Brief
Copy every entry exactly.
BEGIN Extracted information
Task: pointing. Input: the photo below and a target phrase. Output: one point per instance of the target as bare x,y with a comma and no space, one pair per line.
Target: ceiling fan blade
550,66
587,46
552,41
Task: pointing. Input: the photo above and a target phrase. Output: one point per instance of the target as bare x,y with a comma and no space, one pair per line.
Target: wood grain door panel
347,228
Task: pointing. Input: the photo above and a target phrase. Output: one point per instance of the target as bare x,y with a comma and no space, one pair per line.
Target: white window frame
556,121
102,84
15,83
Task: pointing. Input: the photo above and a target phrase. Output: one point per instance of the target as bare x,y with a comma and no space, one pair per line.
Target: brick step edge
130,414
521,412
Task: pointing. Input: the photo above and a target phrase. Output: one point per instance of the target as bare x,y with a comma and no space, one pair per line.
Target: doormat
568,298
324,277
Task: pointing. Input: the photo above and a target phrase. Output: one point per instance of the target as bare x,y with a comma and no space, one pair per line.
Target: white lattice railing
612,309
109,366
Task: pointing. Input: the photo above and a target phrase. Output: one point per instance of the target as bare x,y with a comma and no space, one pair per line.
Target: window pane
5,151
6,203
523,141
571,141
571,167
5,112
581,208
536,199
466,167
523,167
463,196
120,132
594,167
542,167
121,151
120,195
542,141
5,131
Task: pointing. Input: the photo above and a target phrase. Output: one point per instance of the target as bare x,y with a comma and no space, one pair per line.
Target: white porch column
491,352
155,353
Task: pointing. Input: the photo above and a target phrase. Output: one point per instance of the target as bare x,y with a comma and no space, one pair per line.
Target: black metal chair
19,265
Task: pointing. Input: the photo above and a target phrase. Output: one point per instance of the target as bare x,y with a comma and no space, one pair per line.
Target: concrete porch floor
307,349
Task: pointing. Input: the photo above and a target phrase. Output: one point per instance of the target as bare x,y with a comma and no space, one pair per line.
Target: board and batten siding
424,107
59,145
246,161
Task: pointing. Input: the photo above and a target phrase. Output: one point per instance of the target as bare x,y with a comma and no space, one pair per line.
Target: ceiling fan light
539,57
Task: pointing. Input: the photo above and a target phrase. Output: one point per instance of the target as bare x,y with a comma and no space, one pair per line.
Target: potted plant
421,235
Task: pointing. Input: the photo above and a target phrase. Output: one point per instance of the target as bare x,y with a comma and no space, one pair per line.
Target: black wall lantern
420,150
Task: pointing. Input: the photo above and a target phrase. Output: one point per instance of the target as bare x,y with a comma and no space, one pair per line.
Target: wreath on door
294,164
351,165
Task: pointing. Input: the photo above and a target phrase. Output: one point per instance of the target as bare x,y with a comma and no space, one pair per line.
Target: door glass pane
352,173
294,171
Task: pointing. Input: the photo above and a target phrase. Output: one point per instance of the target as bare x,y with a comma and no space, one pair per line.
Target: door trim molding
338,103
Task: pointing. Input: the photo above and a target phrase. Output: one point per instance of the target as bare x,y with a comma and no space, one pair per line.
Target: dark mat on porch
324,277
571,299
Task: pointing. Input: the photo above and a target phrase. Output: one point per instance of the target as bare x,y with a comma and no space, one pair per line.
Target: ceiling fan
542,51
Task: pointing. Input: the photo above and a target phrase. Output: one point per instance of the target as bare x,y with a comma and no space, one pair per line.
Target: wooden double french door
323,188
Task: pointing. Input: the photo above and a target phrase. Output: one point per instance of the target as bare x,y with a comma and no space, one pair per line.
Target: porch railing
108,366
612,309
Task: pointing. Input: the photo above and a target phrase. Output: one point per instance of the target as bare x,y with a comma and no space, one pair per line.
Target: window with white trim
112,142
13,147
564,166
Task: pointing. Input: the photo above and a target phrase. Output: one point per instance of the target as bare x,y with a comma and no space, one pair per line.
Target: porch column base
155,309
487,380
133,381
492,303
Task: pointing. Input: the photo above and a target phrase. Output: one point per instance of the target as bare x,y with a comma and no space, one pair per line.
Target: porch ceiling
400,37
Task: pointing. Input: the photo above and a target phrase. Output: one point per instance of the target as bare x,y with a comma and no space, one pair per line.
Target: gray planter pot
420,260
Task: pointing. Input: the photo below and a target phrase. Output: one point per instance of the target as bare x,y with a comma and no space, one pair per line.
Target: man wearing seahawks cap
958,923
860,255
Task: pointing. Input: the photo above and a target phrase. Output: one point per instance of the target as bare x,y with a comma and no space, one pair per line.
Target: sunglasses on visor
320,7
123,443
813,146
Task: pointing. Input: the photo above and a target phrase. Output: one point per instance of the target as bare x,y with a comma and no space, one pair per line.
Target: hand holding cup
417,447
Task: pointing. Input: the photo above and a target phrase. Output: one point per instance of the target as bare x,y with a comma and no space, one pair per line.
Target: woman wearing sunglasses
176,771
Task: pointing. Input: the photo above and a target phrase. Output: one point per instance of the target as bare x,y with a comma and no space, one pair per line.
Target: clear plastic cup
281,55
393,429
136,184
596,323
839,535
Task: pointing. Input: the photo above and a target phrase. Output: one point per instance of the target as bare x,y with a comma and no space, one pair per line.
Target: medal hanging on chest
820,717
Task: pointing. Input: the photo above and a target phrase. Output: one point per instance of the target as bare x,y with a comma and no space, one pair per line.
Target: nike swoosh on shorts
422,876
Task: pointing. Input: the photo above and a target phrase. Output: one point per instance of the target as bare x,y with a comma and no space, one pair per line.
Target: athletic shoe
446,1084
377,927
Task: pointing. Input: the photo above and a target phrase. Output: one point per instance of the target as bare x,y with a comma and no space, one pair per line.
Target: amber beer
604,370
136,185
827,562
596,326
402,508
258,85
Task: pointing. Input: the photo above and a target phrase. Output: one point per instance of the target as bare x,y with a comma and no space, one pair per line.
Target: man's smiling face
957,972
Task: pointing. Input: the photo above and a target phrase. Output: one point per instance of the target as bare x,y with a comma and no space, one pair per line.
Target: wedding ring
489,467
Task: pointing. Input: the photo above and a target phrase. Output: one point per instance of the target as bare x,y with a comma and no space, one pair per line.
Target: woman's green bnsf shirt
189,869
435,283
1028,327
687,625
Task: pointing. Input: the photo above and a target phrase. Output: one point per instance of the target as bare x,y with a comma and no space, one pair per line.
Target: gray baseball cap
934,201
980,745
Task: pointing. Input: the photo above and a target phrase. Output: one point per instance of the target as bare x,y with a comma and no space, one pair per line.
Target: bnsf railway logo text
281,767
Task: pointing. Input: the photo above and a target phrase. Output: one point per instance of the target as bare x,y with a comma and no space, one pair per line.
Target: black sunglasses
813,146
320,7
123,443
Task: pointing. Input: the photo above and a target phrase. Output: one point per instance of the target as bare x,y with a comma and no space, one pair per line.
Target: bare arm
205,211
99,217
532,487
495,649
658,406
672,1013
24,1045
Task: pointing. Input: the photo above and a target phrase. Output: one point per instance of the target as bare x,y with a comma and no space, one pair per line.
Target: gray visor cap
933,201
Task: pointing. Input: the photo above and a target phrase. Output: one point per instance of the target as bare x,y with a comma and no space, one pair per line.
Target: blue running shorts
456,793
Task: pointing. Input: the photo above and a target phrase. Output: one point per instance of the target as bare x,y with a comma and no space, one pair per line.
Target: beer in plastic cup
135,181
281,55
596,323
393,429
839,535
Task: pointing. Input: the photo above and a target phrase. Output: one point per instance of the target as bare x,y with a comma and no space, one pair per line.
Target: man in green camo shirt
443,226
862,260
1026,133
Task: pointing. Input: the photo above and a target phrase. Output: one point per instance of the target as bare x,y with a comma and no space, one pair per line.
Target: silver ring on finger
END Extracted information
Output for this exercise
Task: pointing. Input: the photo below and a target phrase. Output: one point per instance of the target as bare x,y with a comma and no space, one pair per line.
Target: ceiling fan blade
550,66
587,46
552,41
Task: pointing. Input: the photo above and a target phrase. Output: one point per instance of the target as bare x,y with a comma and no space, one pair per line.
Target: wood grain door panel
347,228
Task: pointing. Input: the photo above and a target phrase. Output: one point per instance of the target as bare x,y with a comma and no space, one pair per line.
Target: white window frame
556,121
102,84
15,83
Task: pointing. Input: the photo above and a target phrase. Output: one point per instance of the target as bare x,y with a comma and no space, one pair per line.
Target: brick step edge
130,414
521,412
Task: pointing. Input: the photo above and a target phrase. Output: one point per instance of the target as bare x,y with a comma and no space, one pair per line.
Target: doormat
568,298
324,277
Task: pointing. Input: the photo above and a target phrase. Output: one point per instance of the target as bare x,y with a comma and no space, one pair per line.
Target: white lattice railing
612,309
109,366
Task: pointing. Input: the photo above and a target phrase. Output: one point per instance of the target as bare x,y with a comma and no space, one pair per line.
Target: window pane
5,151
6,203
523,141
571,141
571,167
5,112
581,208
536,199
466,167
523,167
463,196
120,132
594,167
542,167
121,151
120,195
542,141
5,131
Task: pointing. Input: the photo above and a target phrase. Output: one point per instance of the target as bare x,y with a comma and no space, one pair per line.
Target: white porch column
491,352
155,353
Task: pointing. Input: the photo above and a target phrase. Output: one point per instance of the target as bare x,y with a comma and no space, one pair per line.
Target: black metal chair
19,265
Task: pointing. Input: the photo above and a target phrase. Output: one point per instance of the target as bare x,y with a comma and no space, one pair per line.
Target: concrete porch floor
307,349
Task: pointing. Input: the photo above and a target phrase. Output: one point per instance of the target as bare x,y with a comma and no space, one pair per line.
Target: board and batten siding
424,107
59,145
246,161
Task: pointing. Input: the photo above and a target phrase. Output: one point per instance of the target as bare x,y with a comma and no space, one pair per line.
Target: ceiling fan light
539,57
Task: pointing. Input: the photo above and a target phrase. Output: one point per instance of the target as bare x,y with a comma and no space, one pair per line.
Target: potted plant
421,235
Task: pointing. Input: the photo above and a target phrase. Output: one point per instance of the target as bare x,y with a comma and no space, one pair per line.
Target: black wall lantern
420,150
Task: pointing. Input: the photo above and a target phrase. Output: one point per instance of the target as bare x,y with a comma and no space, one pair per line.
Target: wreath on door
294,164
351,165
Task: pointing. Input: the photo above and a target phrase. Output: one point per instance of the target as bare x,y with a comma and no space, one pair per line.
Target: door glass pane
352,173
294,171
Task: pointing. Input: the photo above and a target phrase. Output: one point per instance of the target as bare x,y with a comma and no space, one pair per line.
Target: door trim molding
338,103
Task: pointing. Input: the photo above and a target phrase. Output: one point per instance of the target as bare x,y with a comma and no space, one pair per line.
Target: dark mat on porch
324,277
571,299
Task: pointing. Input: the photo above and a target phrase. Output: one point per instance of the target as bare x,y with a comma and no space, one pair per line.
Target: ceiling fan
542,51
Task: pointing. Input: the photo above and a target phrase. Output: one point per instance of the target as bare x,y with a comma and no space, one pair per line.
Target: wooden double french door
323,188
Task: pointing. Input: the photo above and a target phrase. Output: one point per instance of the target as bare x,y with a comma and no space, one pair per line.
Target: porch railing
108,366
612,309
Task: pointing. Input: the photo above and a target phrase. Output: one point per instance of the target as bare x,y with a comma and no space, one pair per line.
Target: window with white trim
112,142
13,147
564,166
Task: pointing. Input: the photo above and a target phrase. Output: one point per instance of the target as bare x,y with a comma and no space, one pair per line.
Target: porch column base
155,309
487,380
133,381
492,303
Task: pointing. Input: the photo above and a target phrase. Output: one point per instance of the target as bare x,y with a comma and no space, one pair per line.
Target: porch ceiling
400,37
Task: pointing. Input: the photo above and a target phrase. Output: one point per instance of the target as bare x,y with a comma and no space, one pair per line.
Target: gray planter pot
420,260
Task: pointing. Input: the photo below and a target phrase. Output: one point per instance of the target as bare x,y with a comma and no space, one pair per line.
Target: man wearing seahawks cap
958,923
860,255
Task: pointing. Input: the photo above and a target phrase. Output: one point per instance of the target as bare x,y with a comma and no space, one pair per line.
Target: sunglasses on visor
320,7
123,443
813,146
Task: pointing. Input: the photo above and a target phrase. Output: one point per instance of the target as bare x,y with a comma and no space, one pair per line.
Target: hand holding cup
417,447
Task: pointing. Input: the photo above and a target phrase. Output: one point per instance of the target as bare x,y with a comma and no space, one pair per line.
Target: woman wearing sunglasses
176,771
Task: pointing. Input: the photo above and a target phrase. Output: one point per instance of the target as bare x,y with a comma and no space, one pair per line.
Target: clear plastic cup
281,55
393,429
136,184
596,323
839,535
Task: pointing. Input: the photo above and a target phrase. Output: one point per instance of the target as bare x,y with a comma and no space, one pair per line.
Target: medal hanging on chest
820,717
Task: pointing. Input: the photo above and a target phrase. Output: one point per instance of the target as bare x,y with a comma and no space, one pair per line.
Target: nike swoosh on shorts
422,876
Task: pointing. Input: the photo above and a target phrase. Output: one point per instance of the target as bare x,y with a comma and no space, one pair per line.
Target: athletic shoe
446,1084
377,927
Task: pointing. Input: the photo above and a target phrase. Output: one point per instance of the target as bare x,y with a comma and no space, one pair per line.
Target: amber beer
604,370
136,185
827,562
596,326
402,508
258,85
Task: pointing. Input: the photo above and a target phrase. Output: one point per instance of the target as bare x,y with a comma and no space, one pair per line.
Target: man's smiling face
957,972
Task: pointing. Input: the photo above and a target phrase. Output: one point per instance of the target as bare x,y with a comma and no space, one pair per line.
Target: wedding ring
489,467
Task: pointing. Input: the photo above and a target phrase. Output: one point per instance of the target as bare x,y with a comma and no space, one pair per line.
Target: woman's green bnsf shirt
189,869
435,283
1028,327
687,625
Task: pointing. Input: the photo above and a target phrase. Output: one point per instance of the target as bare x,y with a comma and no space, one pair per line.
Target: gray baseball cap
934,201
980,745
Task: pointing. Input: the photo above and a target phrase. Output: one point per instance of the target as bare x,y with a comma and no space, one pair per line.
Target: bnsf railway logo text
281,767
Task: pointing. Input: the photo above and a target phrase. Output: one point per instance of the target as bare x,y with a comma and no space, one pair per line.
Target: black sunglasses
813,146
320,7
123,443
Task: pointing. Input: the photo above and a target phrase. Output: one point per instance of the target as bare x,y with a comma and no space, one pair per line.
Target: bare arm
205,211
99,217
532,487
495,649
658,406
672,1013
24,1045
Task: pointing. Input: the photo above and a target phrase. Output: one point per instance of the target as bare x,y with a comma and no space, one pair per line.
Target: gray visor cap
933,201
Task: pointing. Input: the photo above and a target phrase. Output: one point per instance of the target as bare x,y with a comma and no space, one pair per line.
Target: blue running shorts
456,793
Task: pointing. Input: the photo above and a target phrase. Output: one point per instance of the target as bare x,y with a comma and no space, one pair per line.
Target: beer in plastic cup
135,181
281,55
596,323
393,429
839,535
Task: pointing. Input: the photo above and a target phrase. Output: one point per instance of the target as bare x,y with a comma and no space, one pair per line.
Target: man in green camo shirt
443,226
862,260
1026,133
Task: pointing. Input: the photo above and a target phrase. Output: one point per instance of the target as bare x,y with a comma and no space, one pair per line.
Target: silver ring on finger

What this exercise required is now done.